Selected passage:

Here I am calling it 
#training files and folder
train_csv='train_patches.csv'
train_images_dir= 'TRAIN_Patches'
# validation files and folder
val_csv='val_patches.csv'
val_images_dir= ' VALID_Patches'

#testing files and folder
test_csv='test_patches.csv'
test_images_dir= 'TEST_Patches'


train_data = CustomDataset(csv_path=train_csv,images_folder=train_images_dir,transform=train_transforms )
test_data =  CustomDataset(csv_path=test_csv,images_folder=test_images_dir,transform=train_transforms)
val_data =  CustomDataset(csv_path=val_csv,images_folder=val_images_dir,transform=train_transforms)

train_loader = DataLoader(dataset=train_data, batch_size=12,drop_last=True,shuffle=True,num_workers=0)
val_loader = DataLoader(dataset=val_data, batch_size=6,drop_last=True,shuffle=False,num_workers=0)
test_loader = DataLoader(dataset=test_data, batch_size=6,drop_last=True,shuffle=False,num_workers=0)

model = models.resnet50(pretrained=True)

loss_fn = torch.nn.CrossEntropyLoss()
optimizer = optim.Adam(model.parameters(), lr = 0.003)
val_count = len(val_loader)
train_count = len(train_loader)

def train_one_epoch(epoch, model, loss_fn, optimizer, train_loader):
    #put model in training state
    model.train()
    model.to(device=DEVICE,dtype=torch.float32)
    
    running_loss = 0    
    for (imgs, labels) in train_loader:
        imgs = imgs.to(device=DEVICE,dtype=torch.float32)
        labels = labels.to(device=DEVICE,dtype=torch.long)        
        preds = model(imgs)
        loss = loss_fn(preds, labels)
        loss.backward()
        
        optimizer.step()
        optimizer.zero_grad()
        
        running_loss+= loss.item()
    print('Epoch {} avg Training loss: {:.3f}'.format(epoch, running_loss/len(train_loader))) 
    
    return running_loss/len(train_loader)
        
def valid_one_epoch(epoch, model, loss_fn, test_loader):
    with torch.no_grad():
        model.eval()
        model.to(device=DEVICE,dtype=torch.float32)

    
        running_loss = 0
        actual_labels = []
        pred_labels = []
    
        for (imgs, labels) in test_loader:
            imgs = imgs.to(device=DEVICE,dtype=torch.float32)
            labels = labels.to(device=DEVICE,dtype=torch.long)
        
            log_preds = model(imgs)
            loss = loss_fn(log_preds, labels)
        
        
            preds = torch.exp(log_preds)
            running_loss+=loss.item()
        
        #calculate accuracy
            top_prob, top_class = preds.topk(1, dim=1)
            pred_labels+= list((top_class.view(-1)).detach().cpu().numpy()) 
            actual_labels+= list(labels.detach().cpu().numpy())
            model.train()
        
        
    
        accuracy = ((np.array(pred_labels)==np.array(actual_labels)).sum())/len(test_data) #size of test set
        print('Epoch {} avg Valid loss: {:.3f}'.format(epoch, running_loss/len(test_loader)))
        print('Epoch {} Valid accuracy: {:.1%}\n'.format(epoch, accuracy))
    
    return running_loss/len(test_loader)

train_losses = []
valid_losses = []
for epoch in range(10):
    train_loss = train_one_epoch(epoch, model, loss_fn, optimizer, train_loader)
    train_losses+= [train_loss]
    valid_loss = valid_one_epoch(epoch, model, loss_fn, test_loader)

Extracted records:
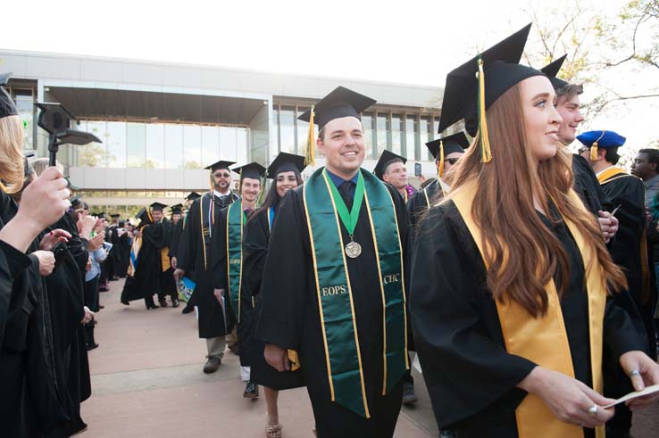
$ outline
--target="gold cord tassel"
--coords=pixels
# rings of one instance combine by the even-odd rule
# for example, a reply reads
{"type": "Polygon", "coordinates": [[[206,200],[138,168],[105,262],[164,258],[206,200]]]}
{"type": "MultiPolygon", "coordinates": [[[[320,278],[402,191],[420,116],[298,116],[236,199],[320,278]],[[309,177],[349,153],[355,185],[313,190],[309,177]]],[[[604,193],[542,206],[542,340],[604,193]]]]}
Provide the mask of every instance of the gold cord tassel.
{"type": "Polygon", "coordinates": [[[602,139],[605,134],[606,134],[606,131],[605,130],[602,131],[602,135],[599,136],[599,138],[597,138],[595,142],[593,142],[593,145],[590,146],[590,161],[597,161],[597,153],[599,152],[597,148],[597,146],[599,145],[598,142],[602,139]]]}
{"type": "Polygon", "coordinates": [[[306,134],[306,151],[304,152],[304,165],[311,164],[312,167],[316,165],[316,134],[313,125],[314,106],[312,106],[311,116],[309,116],[309,131],[306,134]]]}
{"type": "Polygon", "coordinates": [[[488,120],[485,117],[485,73],[483,60],[479,58],[479,143],[480,144],[480,162],[492,161],[492,150],[489,148],[488,134],[488,120]]]}
{"type": "Polygon", "coordinates": [[[442,178],[444,175],[444,142],[439,140],[439,169],[438,169],[438,177],[442,178]]]}

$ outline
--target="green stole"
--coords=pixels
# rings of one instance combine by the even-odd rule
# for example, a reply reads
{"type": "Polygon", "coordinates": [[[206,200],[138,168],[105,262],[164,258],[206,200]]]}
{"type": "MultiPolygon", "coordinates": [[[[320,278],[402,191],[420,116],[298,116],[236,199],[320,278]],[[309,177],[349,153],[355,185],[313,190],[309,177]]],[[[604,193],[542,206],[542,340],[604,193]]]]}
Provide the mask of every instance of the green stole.
{"type": "MultiPolygon", "coordinates": [[[[363,201],[371,222],[375,257],[380,269],[382,295],[384,381],[387,394],[409,368],[407,359],[407,315],[403,272],[403,252],[394,201],[389,191],[370,172],[360,169],[363,201]]],[[[336,401],[370,418],[368,401],[357,336],[353,293],[344,252],[337,203],[343,200],[333,193],[334,183],[321,168],[304,187],[304,212],[311,237],[316,293],[325,346],[330,393],[336,401]]],[[[357,199],[355,194],[355,199],[357,199]]],[[[355,207],[359,204],[355,202],[355,207]]],[[[356,291],[357,293],[362,291],[356,291]]]]}
{"type": "Polygon", "coordinates": [[[243,276],[243,200],[231,202],[227,210],[227,274],[229,300],[236,321],[240,322],[240,279],[243,276]]]}

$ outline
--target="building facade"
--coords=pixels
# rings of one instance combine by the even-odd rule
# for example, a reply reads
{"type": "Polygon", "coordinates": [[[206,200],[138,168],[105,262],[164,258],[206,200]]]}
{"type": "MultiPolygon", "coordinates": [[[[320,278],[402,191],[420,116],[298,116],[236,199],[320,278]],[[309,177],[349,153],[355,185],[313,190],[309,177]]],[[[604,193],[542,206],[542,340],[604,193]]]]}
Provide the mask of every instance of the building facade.
{"type": "Polygon", "coordinates": [[[339,85],[378,101],[362,114],[365,168],[388,149],[409,160],[411,176],[417,162],[435,173],[425,143],[438,136],[439,87],[7,50],[0,70],[13,72],[26,150],[47,156],[35,102],[61,103],[103,141],[58,154],[96,210],[178,203],[208,190],[204,167],[220,159],[266,165],[279,152],[304,154],[308,124],[297,116],[339,85]]]}

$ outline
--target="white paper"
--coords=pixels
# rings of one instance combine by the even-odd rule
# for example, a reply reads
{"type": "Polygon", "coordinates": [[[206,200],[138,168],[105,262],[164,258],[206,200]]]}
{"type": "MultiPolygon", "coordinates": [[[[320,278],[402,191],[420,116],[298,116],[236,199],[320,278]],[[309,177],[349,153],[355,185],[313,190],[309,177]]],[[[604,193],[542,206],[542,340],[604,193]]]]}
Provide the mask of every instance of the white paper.
{"type": "Polygon", "coordinates": [[[603,408],[605,409],[608,409],[609,408],[612,408],[617,404],[624,403],[628,400],[637,399],[638,397],[643,397],[644,395],[654,394],[655,393],[659,393],[659,384],[653,384],[652,386],[647,386],[643,391],[636,391],[634,393],[630,393],[624,397],[621,397],[620,399],[616,400],[614,403],[612,403],[608,406],[604,406],[603,408]]]}

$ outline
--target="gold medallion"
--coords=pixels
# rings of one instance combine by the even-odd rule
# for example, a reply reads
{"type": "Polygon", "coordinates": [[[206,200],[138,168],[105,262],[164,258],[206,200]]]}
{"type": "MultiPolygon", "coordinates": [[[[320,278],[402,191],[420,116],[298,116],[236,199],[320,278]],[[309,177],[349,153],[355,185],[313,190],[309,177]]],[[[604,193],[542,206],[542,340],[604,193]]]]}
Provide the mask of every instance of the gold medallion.
{"type": "Polygon", "coordinates": [[[356,242],[350,242],[346,245],[346,255],[351,259],[356,259],[362,255],[362,245],[356,242]]]}

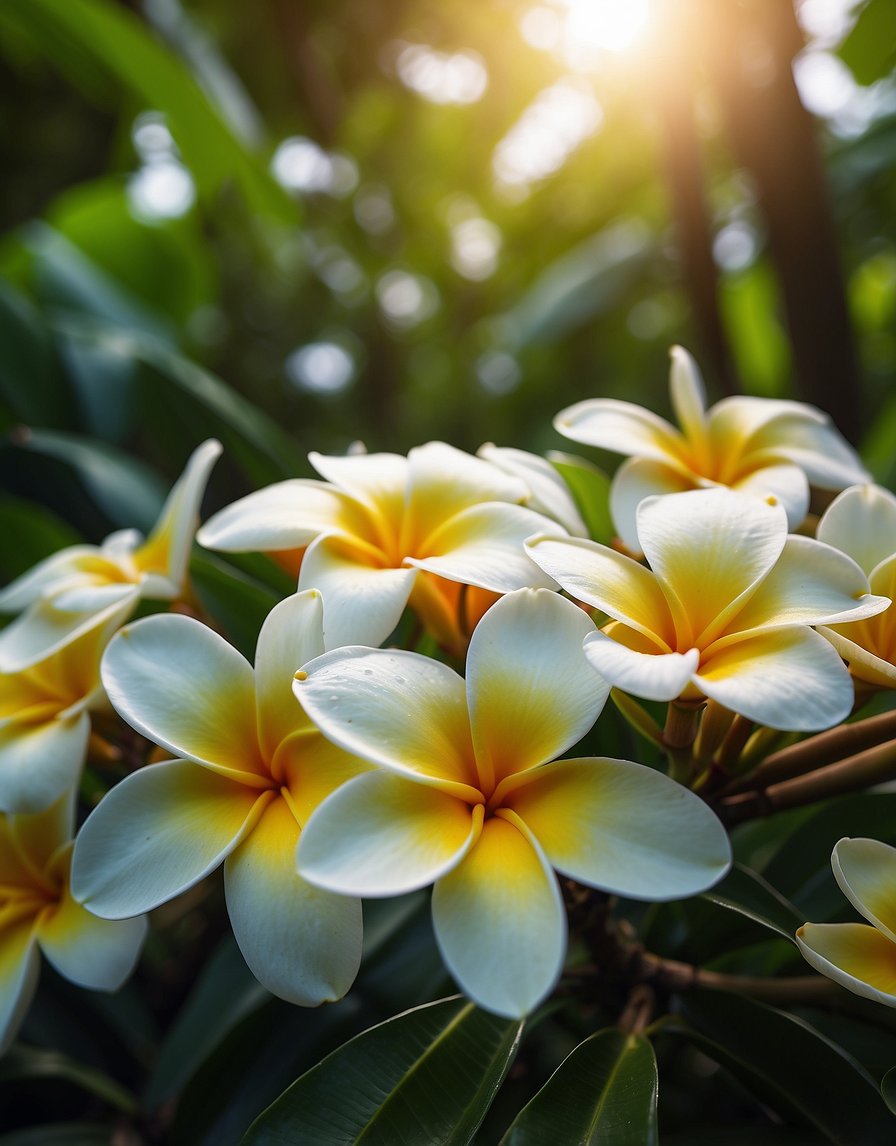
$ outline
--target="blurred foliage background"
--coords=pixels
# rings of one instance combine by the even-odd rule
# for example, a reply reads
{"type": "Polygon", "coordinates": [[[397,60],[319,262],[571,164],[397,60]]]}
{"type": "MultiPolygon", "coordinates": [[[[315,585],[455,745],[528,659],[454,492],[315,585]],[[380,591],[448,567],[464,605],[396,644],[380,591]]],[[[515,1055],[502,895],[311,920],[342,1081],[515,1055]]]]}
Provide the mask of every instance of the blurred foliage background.
{"type": "Polygon", "coordinates": [[[219,500],[359,439],[541,450],[581,398],[668,413],[678,342],[893,484],[895,53],[888,0],[5,0],[0,477],[96,539],[209,411],[219,500]]]}

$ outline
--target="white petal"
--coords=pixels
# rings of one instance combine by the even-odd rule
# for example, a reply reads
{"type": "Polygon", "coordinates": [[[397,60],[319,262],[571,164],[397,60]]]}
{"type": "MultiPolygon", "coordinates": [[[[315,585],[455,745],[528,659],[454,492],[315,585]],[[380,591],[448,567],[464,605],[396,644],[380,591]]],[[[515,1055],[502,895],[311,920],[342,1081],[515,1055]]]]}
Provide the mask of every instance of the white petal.
{"type": "Polygon", "coordinates": [[[299,591],[323,597],[327,649],[346,644],[380,645],[401,619],[417,571],[384,568],[343,537],[321,537],[301,563],[299,591]]]}
{"type": "Polygon", "coordinates": [[[896,552],[896,496],[881,486],[851,486],[831,502],[816,537],[842,549],[871,576],[896,552]]]}
{"type": "Polygon", "coordinates": [[[760,633],[725,643],[718,652],[710,647],[694,683],[725,708],[793,732],[832,728],[852,708],[849,673],[809,628],[760,633]]]}
{"type": "Polygon", "coordinates": [[[351,646],[307,664],[293,688],[346,752],[449,788],[477,784],[464,682],[447,665],[351,646]]]}
{"type": "Polygon", "coordinates": [[[555,868],[616,895],[695,895],[731,864],[728,834],[704,801],[629,760],[559,760],[521,777],[505,803],[555,868]]]}
{"type": "Polygon", "coordinates": [[[730,489],[693,489],[642,502],[638,537],[681,649],[708,643],[742,609],[778,559],[787,519],[779,505],[730,489]]]}
{"type": "Polygon", "coordinates": [[[214,513],[196,540],[209,549],[237,554],[302,549],[322,533],[363,532],[366,520],[363,510],[340,490],[323,481],[292,478],[214,513]]]}
{"type": "Polygon", "coordinates": [[[432,920],[446,966],[488,1011],[521,1018],[563,971],[566,912],[525,825],[486,822],[470,854],[435,885],[432,920]]]}
{"type": "Polygon", "coordinates": [[[299,840],[299,874],[343,895],[403,895],[450,871],[482,824],[478,810],[388,772],[349,780],[312,814],[299,840]]]}
{"type": "Polygon", "coordinates": [[[567,533],[579,537],[588,536],[588,526],[582,520],[568,486],[550,462],[525,449],[494,446],[492,442],[480,446],[478,453],[505,473],[526,482],[529,490],[526,504],[529,509],[558,521],[567,533]]]}
{"type": "Polygon", "coordinates": [[[409,556],[406,562],[449,581],[493,592],[553,589],[553,581],[529,559],[524,548],[527,537],[545,528],[556,536],[561,527],[522,505],[500,502],[473,505],[427,539],[425,555],[409,556]]]}
{"type": "Polygon", "coordinates": [[[896,959],[896,848],[881,840],[843,839],[834,846],[831,866],[856,911],[894,943],[896,959]]]}
{"type": "Polygon", "coordinates": [[[209,474],[220,456],[221,444],[214,438],[197,446],[190,455],[183,473],[172,486],[152,532],[134,554],[143,573],[160,575],[178,588],[183,584],[192,539],[199,524],[199,507],[209,484],[209,474]]]}
{"type": "Polygon", "coordinates": [[[42,811],[78,783],[91,719],[81,712],[38,723],[0,725],[0,809],[42,811]]]}
{"type": "Polygon", "coordinates": [[[179,756],[246,783],[267,783],[251,665],[206,625],[156,614],[109,644],[103,685],[139,732],[179,756]]]}
{"type": "Polygon", "coordinates": [[[675,700],[700,664],[697,649],[685,653],[638,652],[600,631],[585,637],[584,654],[612,685],[645,700],[675,700]]]}
{"type": "Polygon", "coordinates": [[[142,915],[214,871],[269,799],[187,761],[141,768],[78,833],[72,895],[104,919],[142,915]]]}
{"type": "Polygon", "coordinates": [[[100,919],[65,887],[41,916],[38,942],[61,975],[95,991],[116,991],[134,970],[147,935],[147,917],[100,919]]]}
{"type": "Polygon", "coordinates": [[[594,631],[581,609],[547,589],[509,594],[479,622],[466,692],[487,790],[559,756],[597,720],[610,685],[589,670],[582,652],[594,631]]]}
{"type": "Polygon", "coordinates": [[[243,958],[274,995],[299,1006],[341,998],[361,963],[361,902],[296,872],[299,826],[274,800],[225,862],[227,909],[243,958]]]}
{"type": "Polygon", "coordinates": [[[258,736],[268,763],[280,744],[311,722],[296,702],[296,670],[323,653],[323,603],[315,589],[281,601],[265,618],[256,650],[258,736]]]}
{"type": "Polygon", "coordinates": [[[698,481],[685,477],[666,462],[647,457],[630,457],[613,477],[610,487],[610,512],[626,549],[640,552],[638,541],[638,505],[645,497],[677,494],[693,489],[698,481]]]}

The task: Please write out the PyTorch training code above from "loss = loss_fn(preds, labels)" to "running_loss+= loss.item()" without changing anything.

Exercise answer:
loss = loss_fn(preds, labels)
        loss.backward()
        
        optimizer.step()
        optimizer.zero_grad()
        
        running_loss+= loss.item()